Extracted entries:
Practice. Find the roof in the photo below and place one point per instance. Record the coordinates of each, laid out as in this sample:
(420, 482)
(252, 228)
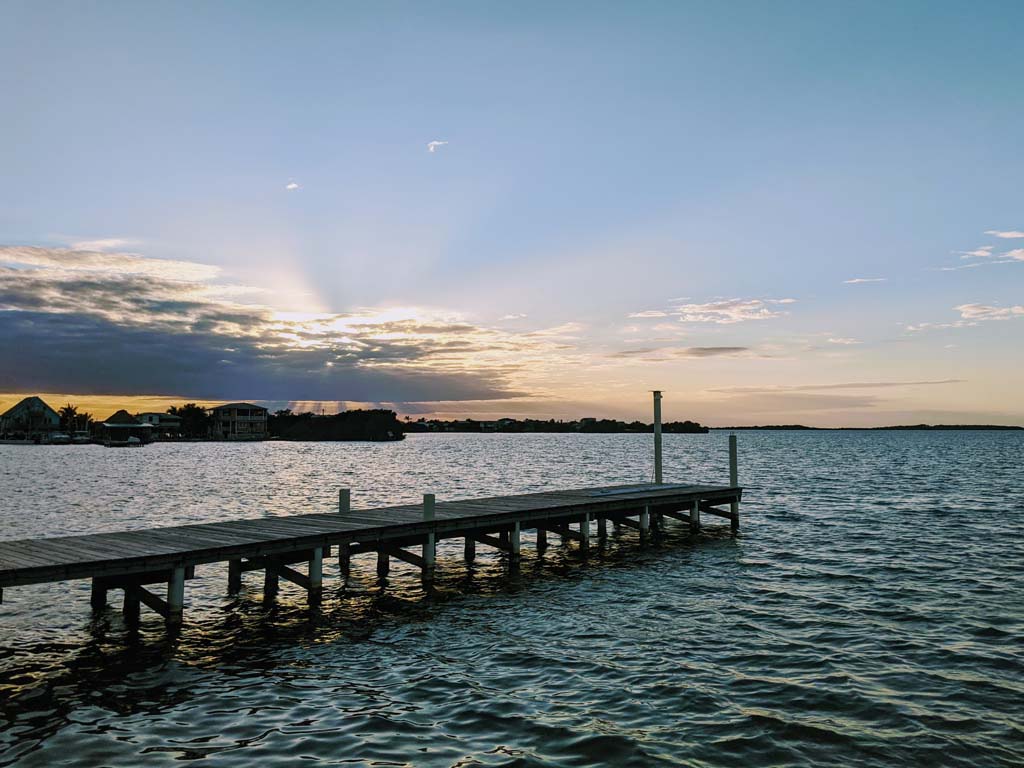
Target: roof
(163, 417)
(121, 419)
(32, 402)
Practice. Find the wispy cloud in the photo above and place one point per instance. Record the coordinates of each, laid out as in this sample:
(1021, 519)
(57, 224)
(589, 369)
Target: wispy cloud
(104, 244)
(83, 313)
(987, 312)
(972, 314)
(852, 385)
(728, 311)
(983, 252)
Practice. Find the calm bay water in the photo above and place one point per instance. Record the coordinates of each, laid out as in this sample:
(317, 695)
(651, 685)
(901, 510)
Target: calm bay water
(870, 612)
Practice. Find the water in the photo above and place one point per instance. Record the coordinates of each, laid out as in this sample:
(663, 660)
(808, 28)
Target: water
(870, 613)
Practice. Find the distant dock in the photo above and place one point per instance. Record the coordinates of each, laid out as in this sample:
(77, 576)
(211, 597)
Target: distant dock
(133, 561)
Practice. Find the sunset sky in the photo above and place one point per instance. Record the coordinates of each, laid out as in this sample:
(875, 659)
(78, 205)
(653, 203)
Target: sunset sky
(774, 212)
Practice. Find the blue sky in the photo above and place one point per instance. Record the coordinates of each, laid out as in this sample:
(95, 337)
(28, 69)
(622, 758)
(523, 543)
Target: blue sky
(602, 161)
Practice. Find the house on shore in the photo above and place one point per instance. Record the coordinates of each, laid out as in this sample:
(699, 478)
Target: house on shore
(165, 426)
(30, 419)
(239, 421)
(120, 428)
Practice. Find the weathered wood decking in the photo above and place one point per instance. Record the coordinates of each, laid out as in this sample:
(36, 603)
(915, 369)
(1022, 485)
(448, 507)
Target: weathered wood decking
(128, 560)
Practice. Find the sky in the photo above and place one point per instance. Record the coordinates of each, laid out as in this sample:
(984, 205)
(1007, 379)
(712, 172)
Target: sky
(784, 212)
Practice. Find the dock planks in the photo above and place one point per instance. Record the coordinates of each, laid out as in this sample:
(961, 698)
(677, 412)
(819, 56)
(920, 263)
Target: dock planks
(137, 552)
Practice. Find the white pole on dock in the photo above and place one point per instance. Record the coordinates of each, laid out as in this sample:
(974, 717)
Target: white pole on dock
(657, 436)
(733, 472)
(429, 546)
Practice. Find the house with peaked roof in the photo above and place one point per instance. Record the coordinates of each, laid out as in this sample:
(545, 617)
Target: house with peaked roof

What the task asks: Rewrite the data above from the line that contains "Practice. Find the dock" through the last line, requests included, and subtract 34 from both coordinates of every answer point. Leave the sample coordinates in the requests unchanged.

The result:
Practice. Find the dock planks in the photo above and place one point per instance. Record the coordinates of each, laid out as in this sample:
(961, 698)
(677, 412)
(819, 56)
(920, 263)
Target: dock planks
(103, 518)
Practice. Find the white pole on dock in the photo above and place one point per instance. Record the coordinates of each, laid out as in this sample:
(974, 717)
Target: white pole on dock
(623, 402)
(699, 438)
(395, 512)
Practice. Find the house with peaked roof in the photo above and place one point per instance. Record the coordinates of each, laid out as in this sample:
(545, 617)
Target: house with peaked roof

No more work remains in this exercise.